Aim of the task -> Reproduce the records below line for line, with no changes.

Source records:
______

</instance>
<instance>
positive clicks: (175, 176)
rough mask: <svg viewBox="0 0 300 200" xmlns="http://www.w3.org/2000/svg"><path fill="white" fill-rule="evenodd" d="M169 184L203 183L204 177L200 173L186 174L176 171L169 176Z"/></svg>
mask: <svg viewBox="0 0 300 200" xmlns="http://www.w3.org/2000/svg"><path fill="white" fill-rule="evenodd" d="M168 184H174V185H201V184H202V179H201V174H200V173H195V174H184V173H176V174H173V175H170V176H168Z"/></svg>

______

Output of the exercise ->
</instance>
<instance>
positive clicks: (175, 176)
rough mask: <svg viewBox="0 0 300 200" xmlns="http://www.w3.org/2000/svg"><path fill="white" fill-rule="evenodd" d="M169 184L203 183L204 177L200 173L186 174L176 171L169 176Z"/></svg>
mask: <svg viewBox="0 0 300 200" xmlns="http://www.w3.org/2000/svg"><path fill="white" fill-rule="evenodd" d="M168 184H174V185H201V184H202V179H201V174H200V173H195V174H184V173H176V174H173V175H170V176H168Z"/></svg>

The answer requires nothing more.